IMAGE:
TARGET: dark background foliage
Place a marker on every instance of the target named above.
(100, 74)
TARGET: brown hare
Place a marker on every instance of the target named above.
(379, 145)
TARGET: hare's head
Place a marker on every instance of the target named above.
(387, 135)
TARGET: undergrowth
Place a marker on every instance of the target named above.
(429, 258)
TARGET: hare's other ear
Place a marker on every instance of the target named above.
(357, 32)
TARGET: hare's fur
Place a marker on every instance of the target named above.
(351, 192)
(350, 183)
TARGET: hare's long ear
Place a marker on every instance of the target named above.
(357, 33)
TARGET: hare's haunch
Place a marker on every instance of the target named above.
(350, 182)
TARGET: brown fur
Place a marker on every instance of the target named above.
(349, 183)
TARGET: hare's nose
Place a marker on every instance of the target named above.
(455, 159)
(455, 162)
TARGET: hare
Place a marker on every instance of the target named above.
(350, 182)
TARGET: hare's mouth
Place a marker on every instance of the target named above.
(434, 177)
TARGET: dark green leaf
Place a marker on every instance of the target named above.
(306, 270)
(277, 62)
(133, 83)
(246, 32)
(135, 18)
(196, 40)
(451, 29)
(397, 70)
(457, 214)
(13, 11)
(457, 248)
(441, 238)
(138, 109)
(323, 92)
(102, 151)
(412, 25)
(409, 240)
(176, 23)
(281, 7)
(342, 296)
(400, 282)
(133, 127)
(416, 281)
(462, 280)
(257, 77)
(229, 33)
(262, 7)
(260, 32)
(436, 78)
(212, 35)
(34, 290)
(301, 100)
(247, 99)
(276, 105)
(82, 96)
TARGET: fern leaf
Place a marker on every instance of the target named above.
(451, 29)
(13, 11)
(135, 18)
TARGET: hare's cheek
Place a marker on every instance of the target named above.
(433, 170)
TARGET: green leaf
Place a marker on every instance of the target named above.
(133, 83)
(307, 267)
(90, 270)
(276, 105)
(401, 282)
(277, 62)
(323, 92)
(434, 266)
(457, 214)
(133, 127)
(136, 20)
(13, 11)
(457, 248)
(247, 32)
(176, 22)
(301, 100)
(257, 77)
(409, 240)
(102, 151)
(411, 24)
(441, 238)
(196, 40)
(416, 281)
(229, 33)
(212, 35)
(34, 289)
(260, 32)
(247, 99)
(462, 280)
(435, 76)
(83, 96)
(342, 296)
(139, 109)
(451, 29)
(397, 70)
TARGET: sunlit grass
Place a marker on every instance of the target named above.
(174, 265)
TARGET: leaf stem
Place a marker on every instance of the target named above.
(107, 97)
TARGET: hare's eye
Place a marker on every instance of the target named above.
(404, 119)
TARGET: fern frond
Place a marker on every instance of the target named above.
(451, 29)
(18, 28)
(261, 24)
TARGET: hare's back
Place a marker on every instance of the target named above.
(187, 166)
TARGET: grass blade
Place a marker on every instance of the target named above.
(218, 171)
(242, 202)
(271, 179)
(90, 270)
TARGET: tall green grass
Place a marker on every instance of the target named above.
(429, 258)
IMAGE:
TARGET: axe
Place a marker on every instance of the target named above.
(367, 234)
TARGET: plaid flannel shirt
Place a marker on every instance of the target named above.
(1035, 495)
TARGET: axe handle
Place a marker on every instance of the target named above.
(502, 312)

....

[TASK TO COMPLETE] Copy every row above word for word, from the first to the last.

[SOLVED PROBLEM]
IMAGE:
TARGET: dark background foliage
Place a marker on every instance of the target named above.
(100, 74)
TARGET: brown hare
Place a marker on every instance of the target named above.
(379, 145)
TARGET: hare's head
Place a marker on every instance of the target named above.
(387, 135)
TARGET: undergrowth
Place a marker on every instance of the target named above.
(429, 258)
TARGET: hare's other ear
Place a marker on every instance of the target named above.
(357, 32)
TARGET: hare's fur
Place a marker on every instance of the target named above.
(351, 192)
(350, 183)
TARGET: hare's long ear
Place a marker on every instance of the target named above.
(357, 33)
TARGET: hare's haunch
Place a marker on every instance of the target named above.
(350, 182)
TARGET: brown fur
Place a marker on every instance of the target named above.
(349, 183)
TARGET: hare's nose
Place a marker on every instance of the target named above.
(455, 159)
(455, 162)
TARGET: hare
Place a marker on every instance of the target named above.
(350, 182)
TARGET: hare's mouth
Place a marker on every instance of the target named above.
(434, 177)
TARGET: dark green leaf
Place a marker on every instance of the target named above.
(306, 270)
(277, 62)
(133, 83)
(246, 32)
(135, 18)
(196, 40)
(451, 29)
(397, 70)
(457, 214)
(13, 11)
(457, 248)
(441, 238)
(138, 109)
(323, 92)
(102, 151)
(412, 25)
(409, 240)
(176, 23)
(281, 7)
(342, 296)
(400, 282)
(133, 127)
(416, 281)
(462, 280)
(257, 77)
(229, 33)
(262, 7)
(260, 32)
(436, 78)
(212, 35)
(34, 290)
(301, 100)
(247, 99)
(276, 105)
(82, 96)
TARGET: fern leaf
Place a marker on every instance of the target named above.
(451, 29)
(13, 11)
(135, 18)
TARGET: hare's cheek
Place a marker on every instance of the target named above.
(433, 170)
TARGET: green leaf
Place a marker on every instance of the target named above.
(133, 83)
(307, 267)
(90, 270)
(276, 105)
(401, 282)
(277, 62)
(323, 92)
(434, 266)
(457, 214)
(133, 127)
(136, 20)
(13, 11)
(457, 248)
(247, 32)
(176, 22)
(301, 100)
(257, 77)
(409, 240)
(102, 151)
(411, 24)
(441, 238)
(196, 40)
(416, 281)
(229, 33)
(212, 35)
(34, 289)
(260, 32)
(247, 99)
(462, 280)
(435, 76)
(83, 96)
(342, 296)
(139, 109)
(451, 29)
(397, 70)
TARGET: sunlit grass
Place a marker on every instance of the target named above.
(174, 265)
TARGET: leaf stem
Place a marker on every instance of the target named above.
(107, 97)
TARGET: hare's eye
Place a marker on every instance of the target named above.
(404, 119)
TARGET: fern frond
Place a marker on every instance of the target named above.
(451, 29)
(18, 28)
(261, 24)
TARGET: hare's back
Place a marker on every instance of the target named above.
(187, 166)
TARGET: grass blade
Place a marker on every instance of the target named above.
(218, 171)
(242, 202)
(271, 179)
(90, 270)
TARGET: tall green grass
Place a marker on every instance of the target named above.
(429, 258)
IMAGE:
TARGET: axe
Place a marker on every instance of the target named above.
(367, 234)
TARGET: plaid flannel shirt
Place a marker on every instance of the target named above.
(1035, 495)
TARGET: axe handle
Place a marker on every instance of the target named above.
(502, 312)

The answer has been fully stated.